— What you will do —
A. In the passage on database autocommit, rewrite the stretch from "The durable argument" through "the query succeeded.", changing "application developers" to "software engineers".
B. Please translate this sentence from the passage on database autocommit into Spanish: "This isn't always convenient for application developers."

— Passage shown —
········

The durable argument was added.
In the SQL standards, each SQL query starts a transaction, unless one is already active. Such transactions must then be explicitly committed or rolled back.
This isn't always convenient for application developers. To alleviate this problem, most databases provide an autocommit mode. When autocommit is turned on and no transaction is active, each SQL query gets wrapped in its own transaction. In other words, not only does each such query start a transaction, but the transaction also gets automatically committed or rolled back, depending on whether the query succeeded.
PEP 249, the Python Database API Specification v2.0, requires autocommit to be initially turned off. Django overrides this default and turns autocommit on.
To avoid this, you can deactivate the transaction management, but it isn't recommended.
You can totally disable Django's transaction management for a given database
by setting AUTOCOMMIT to False in its
configuration. If you do this, Django won't enable autocommit, and won't
perform any commits. You'll get the regular behavior of the underlying
database library.

········

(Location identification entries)
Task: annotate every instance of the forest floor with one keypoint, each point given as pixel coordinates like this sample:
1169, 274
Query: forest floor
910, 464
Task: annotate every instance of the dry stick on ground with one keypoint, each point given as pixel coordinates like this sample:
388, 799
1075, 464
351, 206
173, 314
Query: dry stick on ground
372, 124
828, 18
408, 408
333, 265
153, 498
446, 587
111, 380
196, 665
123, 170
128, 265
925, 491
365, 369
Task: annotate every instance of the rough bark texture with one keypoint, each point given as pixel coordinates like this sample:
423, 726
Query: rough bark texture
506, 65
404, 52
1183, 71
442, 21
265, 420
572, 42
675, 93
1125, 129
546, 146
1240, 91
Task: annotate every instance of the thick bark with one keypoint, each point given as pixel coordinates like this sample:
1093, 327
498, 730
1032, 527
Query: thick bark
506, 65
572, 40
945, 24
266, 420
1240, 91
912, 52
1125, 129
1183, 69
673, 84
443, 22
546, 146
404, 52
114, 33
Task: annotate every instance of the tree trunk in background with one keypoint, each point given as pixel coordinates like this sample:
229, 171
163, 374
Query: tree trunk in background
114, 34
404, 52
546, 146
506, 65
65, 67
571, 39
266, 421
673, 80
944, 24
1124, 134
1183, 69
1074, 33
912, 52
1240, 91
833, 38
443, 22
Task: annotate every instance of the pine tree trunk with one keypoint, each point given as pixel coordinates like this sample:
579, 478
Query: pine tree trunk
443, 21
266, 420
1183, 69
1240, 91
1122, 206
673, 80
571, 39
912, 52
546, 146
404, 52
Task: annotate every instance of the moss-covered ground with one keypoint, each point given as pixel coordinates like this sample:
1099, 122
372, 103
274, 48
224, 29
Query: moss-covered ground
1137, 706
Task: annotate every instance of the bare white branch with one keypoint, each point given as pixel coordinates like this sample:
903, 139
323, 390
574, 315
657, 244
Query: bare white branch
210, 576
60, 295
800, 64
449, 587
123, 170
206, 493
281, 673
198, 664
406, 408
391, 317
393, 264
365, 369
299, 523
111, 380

········

— Answers to the exercises —
A.
The durable argument was added.
In the SQL standards, each SQL query starts a transaction, unless one is already active. Such transactions must then be explicitly committed or rolled back.
This isn't always convenient for software engineers. To alleviate this problem, most databases provide an autocommit mode. When autocommit is turned on and no transaction is active, each SQL query gets wrapped in its own transaction. In other words, not only does each such query start a transaction, but the transaction also gets automatically committed or rolled back, depending on whether the query succeeded.

B. Esto no siempre es práctico para los desarrolladores de aplicaciones.